__Do this__:
Output the data below as a two-column CSV with the headers label_prompt and boxes, giving each label_prompt its own row with its answer in boxes. Put each value in one quoted field with line breaks changed to spaces, and leave the pictures out.
⁂
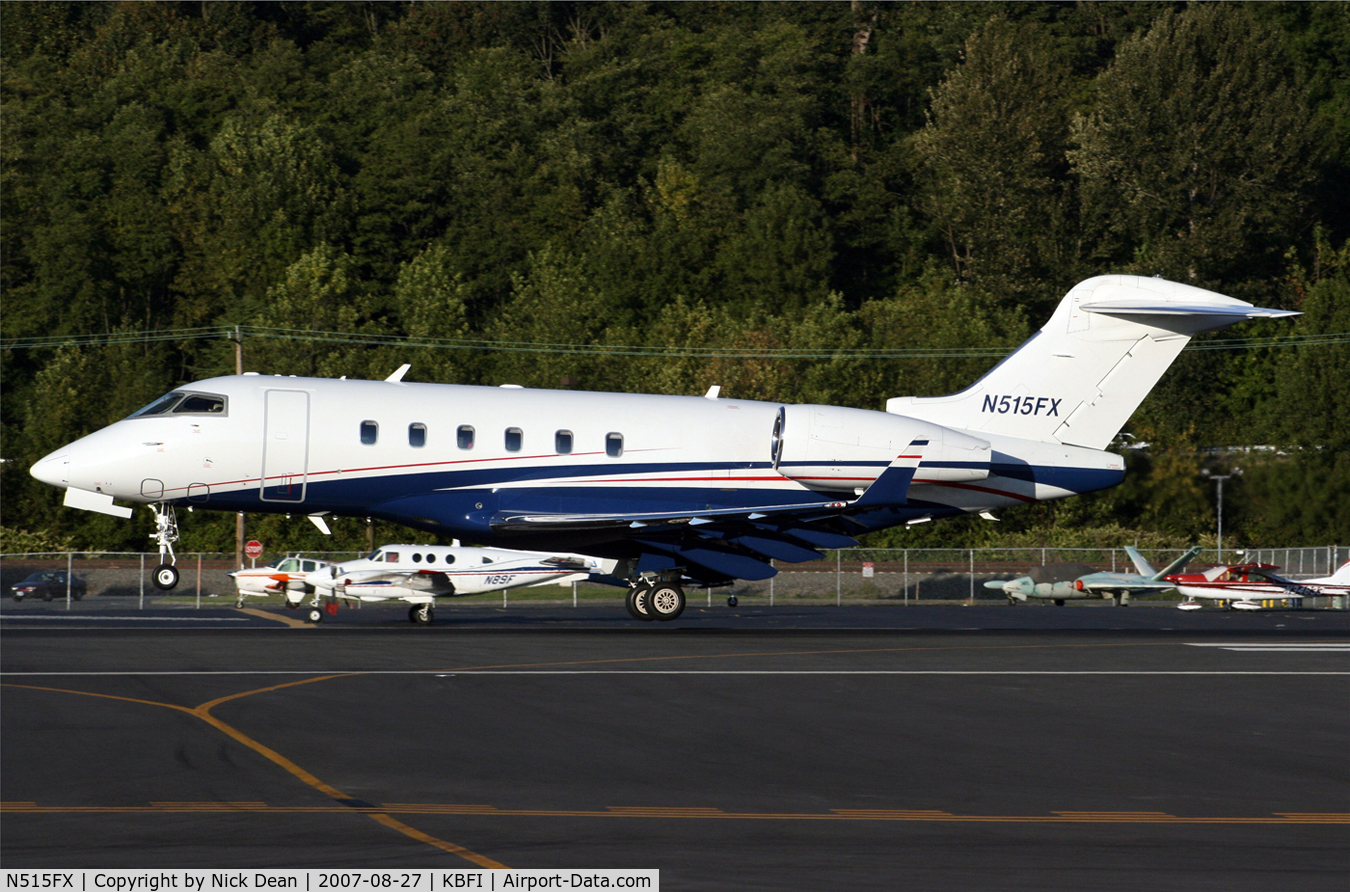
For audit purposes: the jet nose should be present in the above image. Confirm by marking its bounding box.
[305,567,338,588]
[28,452,70,486]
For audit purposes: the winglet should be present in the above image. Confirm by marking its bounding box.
[849,440,927,511]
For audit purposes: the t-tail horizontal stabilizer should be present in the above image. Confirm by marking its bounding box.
[848,440,929,514]
[886,275,1297,449]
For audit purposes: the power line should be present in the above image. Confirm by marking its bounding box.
[0,325,1350,360]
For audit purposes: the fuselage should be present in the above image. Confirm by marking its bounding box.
[32,374,1123,553]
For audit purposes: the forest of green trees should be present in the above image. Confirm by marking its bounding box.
[0,0,1350,551]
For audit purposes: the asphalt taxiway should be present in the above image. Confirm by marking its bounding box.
[0,607,1350,889]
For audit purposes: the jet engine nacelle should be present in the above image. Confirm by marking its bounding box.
[778,405,991,493]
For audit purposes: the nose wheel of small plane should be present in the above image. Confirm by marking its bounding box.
[647,583,684,621]
[150,564,178,591]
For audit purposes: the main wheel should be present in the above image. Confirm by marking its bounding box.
[624,586,656,621]
[647,583,684,621]
[150,564,178,591]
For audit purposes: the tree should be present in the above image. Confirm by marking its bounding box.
[1069,4,1315,286]
[914,16,1076,317]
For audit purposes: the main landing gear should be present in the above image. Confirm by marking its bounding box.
[624,579,684,622]
[150,502,178,591]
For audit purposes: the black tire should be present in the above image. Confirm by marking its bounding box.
[625,586,656,622]
[647,583,684,622]
[150,564,178,591]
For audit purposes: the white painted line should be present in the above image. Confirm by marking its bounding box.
[1187,641,1350,653]
[0,669,1350,679]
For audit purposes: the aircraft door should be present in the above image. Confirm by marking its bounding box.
[259,390,309,502]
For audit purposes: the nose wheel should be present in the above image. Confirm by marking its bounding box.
[150,502,178,591]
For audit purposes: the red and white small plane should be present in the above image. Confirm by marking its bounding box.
[295,545,618,625]
[225,557,328,607]
[1166,560,1350,610]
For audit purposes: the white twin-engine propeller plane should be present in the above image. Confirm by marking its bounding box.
[32,275,1295,611]
[286,545,618,626]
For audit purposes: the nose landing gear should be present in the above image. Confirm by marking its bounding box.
[150,502,178,591]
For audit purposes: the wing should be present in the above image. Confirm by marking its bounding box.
[1247,568,1322,598]
[491,440,927,583]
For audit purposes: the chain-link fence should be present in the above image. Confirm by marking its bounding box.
[0,545,1350,610]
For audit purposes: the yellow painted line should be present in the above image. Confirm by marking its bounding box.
[0,673,506,868]
[235,607,315,629]
[0,803,1350,825]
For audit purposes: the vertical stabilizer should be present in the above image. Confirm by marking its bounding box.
[886,275,1297,449]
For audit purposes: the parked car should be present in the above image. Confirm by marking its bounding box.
[9,569,88,601]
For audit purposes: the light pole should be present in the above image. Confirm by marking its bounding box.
[1200,468,1242,555]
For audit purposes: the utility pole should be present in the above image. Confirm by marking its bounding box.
[1200,468,1242,564]
[230,325,244,569]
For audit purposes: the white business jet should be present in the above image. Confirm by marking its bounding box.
[32,275,1295,618]
[298,545,618,626]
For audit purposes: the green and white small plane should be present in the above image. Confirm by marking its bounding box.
[984,545,1200,607]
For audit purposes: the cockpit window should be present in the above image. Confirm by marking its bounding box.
[127,391,182,418]
[173,393,225,416]
[127,390,225,418]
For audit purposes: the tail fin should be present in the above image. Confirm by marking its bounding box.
[886,275,1297,449]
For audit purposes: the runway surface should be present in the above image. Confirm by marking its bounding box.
[0,607,1350,889]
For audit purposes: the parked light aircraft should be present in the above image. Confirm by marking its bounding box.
[225,557,328,606]
[295,545,621,625]
[32,275,1293,615]
[1168,560,1350,610]
[984,545,1200,607]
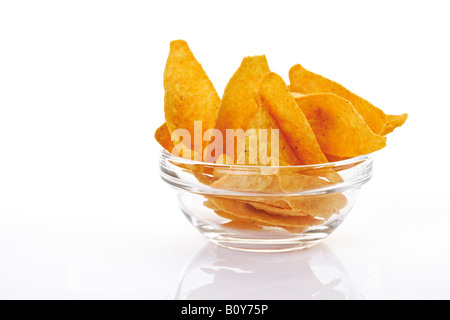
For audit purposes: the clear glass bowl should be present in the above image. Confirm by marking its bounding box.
[160,150,373,252]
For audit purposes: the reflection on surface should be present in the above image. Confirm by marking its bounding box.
[172,244,360,300]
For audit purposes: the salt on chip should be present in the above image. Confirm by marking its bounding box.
[259,72,328,165]
[155,123,174,152]
[208,197,322,227]
[215,56,270,136]
[278,170,348,219]
[289,64,386,134]
[164,40,220,155]
[215,56,299,165]
[381,113,408,136]
[295,93,386,157]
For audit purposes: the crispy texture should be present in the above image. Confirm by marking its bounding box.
[259,72,328,164]
[289,64,386,134]
[295,93,386,157]
[208,197,323,227]
[285,193,348,220]
[215,56,299,165]
[155,123,174,152]
[381,113,408,136]
[215,56,270,136]
[164,40,220,153]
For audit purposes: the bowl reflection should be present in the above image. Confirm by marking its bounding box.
[171,243,361,300]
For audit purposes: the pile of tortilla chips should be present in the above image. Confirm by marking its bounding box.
[155,40,408,233]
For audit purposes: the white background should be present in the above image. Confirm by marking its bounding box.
[0,0,450,299]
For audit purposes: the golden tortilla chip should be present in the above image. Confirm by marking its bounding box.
[164,40,220,155]
[155,123,174,153]
[215,56,299,165]
[289,64,386,134]
[208,197,323,227]
[215,56,270,136]
[285,193,348,220]
[381,113,408,136]
[245,201,308,216]
[259,72,328,164]
[278,170,348,219]
[295,93,386,157]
⁂
__Task result__:
label_prompt,boxes
"For audit purposes: the jet nose should be present in the above image. Confirm by marking its bounding box.","[305,567,338,588] [28,452,70,486]"
"For audit purposes: the winglet should be present in the above image. Confirm by marking its bounding box.","[849,440,927,511]"
"For audit purposes: the t-tail horizontal stabilizer should be present in the above image. Confirm by marking its bounding box.","[848,440,929,514] [886,275,1297,449]"
"For audit purposes: the power line should be present in the above image. Confirm by marking its bounding box.","[0,325,1350,360]"
"For audit purposes: the fuselage should be present in the above image. Confirm by marking its bounding box.","[32,374,1123,553]"
"For audit purposes: the forest of green trees should be present in the above image. Confirm by marking its bounding box.","[0,0,1350,551]"
"For audit purposes: the asphalt taxiway should be present in the above image. Confirm by marking its bounding box.","[0,607,1350,889]"
"For audit purposes: the jet engine nacelle should be present in the above image. Confirm by marking its bounding box.","[778,405,991,493]"
"For audit purposes: the nose wheel of small plane should be present in the above image. Confirm by marking its bounding box.","[647,583,684,621] [150,564,178,591]"
"For audit purposes: the main wheel should be present in the above image. Confirm by marking its bounding box.","[624,586,656,621] [647,583,684,621] [150,564,178,591]"
"For audit purposes: the tree should be present in the above image. Confirm by marking its bounding box.","[1069,4,1315,286] [914,16,1076,317]"
"For audit purposes: the main landing gear should be present in the above image. Confirm by marking its bounding box.","[624,579,684,622] [150,502,178,591]"
"For audit purposes: the black tire should be present in the above image. Confirm by marking its bounding box.","[625,586,656,622] [647,583,684,622] [150,564,178,591]"
"For audit purposes: the white painted line should be present in the above image. Confirm by marking its bounding box.","[1187,641,1350,653] [0,669,1350,679]"
"For audit purposes: the aircraft door should be present in the above image. Confirm by marking its bounding box.","[259,390,309,502]"
"For audit purposes: the nose wheel should be present in the above image. Confirm by marking its bounding box.","[150,502,178,591]"
"For audit purposes: the red and white small plane should be present in the above image. Confirm by marking its bounding box.","[295,545,618,625] [225,557,328,607] [1166,560,1350,610]"
"For audit purposes: the white twin-engine propeller plane should be present in the above image. Confirm by marking its bounding box.","[32,275,1295,611] [286,545,618,626]"
"For audit purposes: the nose landing gear should be present in the above image. Confirm by marking its bounding box.","[150,502,178,591]"
"For audit purposes: the wing should be present in the above image. Confirm by marking its bounding box.","[1247,568,1322,598] [491,440,927,583]"
"For audit purposes: the chain-link fence should be present in the above image. Confirm by marking its bounding box.","[0,545,1350,610]"
"For audit purposes: the yellow painted line should be present in the above image. Confirm by marking its bounding box.","[0,673,506,868] [235,607,315,629] [0,803,1350,825]"
"For audit purposes: the vertical stabilizer should be present in the above image. Confirm by marking its bounding box.","[886,275,1297,449]"
"For audit purposes: the parked car should be present in the above image. Confirm by marking its bounding box.","[9,569,88,601]"
"For audit purposes: the light pole should be present in the above image. Confirm by marking its bounding box.","[1200,468,1242,555]"
"For audit purposes: the utility pole should be present in the above image. Confirm by marking its bounding box.","[1200,468,1242,564] [230,325,244,569]"
"For audit purposes: the white business jet should be present in the above image. Confirm by marking its bounding box.","[32,275,1295,618] [298,545,618,626]"
"For audit purposes: the green and white small plane should be present in the above image. Confirm by marking its bounding box.","[984,545,1200,607]"
"For audit purposes: the cockpit window should be present in the above image. Confirm by marking its bounding box.","[127,391,182,418] [173,393,225,416] [127,390,225,418]"
"For audit purposes: the tail fin should be present in the above image. Confirm by marking its bounding box.","[886,275,1297,449]"
"For audit purposes: the runway surface should be present in the above image. Confirm by marking its bounding box.","[0,607,1350,889]"
"For audit purposes: the parked light aircraft should be present in the above image. Confirm by marking its bounding box.","[225,557,328,606] [295,545,621,625] [32,275,1293,615] [1168,560,1350,610] [984,545,1200,607]"
"For audit purposes: the clear glass bowl should be present in the above image. Confirm by marking its bounding box.","[160,150,373,252]"
"For audit purposes: the reflection on surface should be present in the above image. Confirm by marking its bounding box.","[172,244,360,300]"
"For audit purposes: the salt on chip should be present in the above image. Confirm by marking its bounding box.","[259,72,328,165] [155,123,174,152] [208,197,322,227] [215,56,270,136] [278,170,348,219] [289,64,386,134] [164,40,220,155] [215,56,299,165] [381,113,408,136] [295,93,386,157]"
"For audit purposes: the crispy texture should be present in the above image. Confirm by marking its bounding box.","[259,72,328,164] [289,64,386,134] [295,93,386,157] [208,197,323,227] [285,193,348,220] [215,56,299,165] [155,123,174,152] [381,113,408,136] [215,56,270,136] [164,40,220,153]"
"For audit purposes: the bowl reflection should be present in the above image. Confirm by marking its bounding box.","[171,243,361,300]"
"For audit purposes: the pile of tortilla chips should be present in the above image. Confirm by marking its bounding box.","[155,40,408,233]"
"For audit purposes: the white background should be present in the above image. Confirm by marking its bounding box.","[0,0,450,299]"
"For audit purposes: the golden tortilla chip should be present in the above image. Confirm by marking its bounding box.","[164,40,220,155] [155,123,174,153] [215,56,299,165] [289,64,386,134] [208,197,323,227] [215,56,270,136] [285,193,348,220] [381,113,408,136] [245,201,308,216] [259,72,328,164] [278,170,348,219] [295,93,386,157]"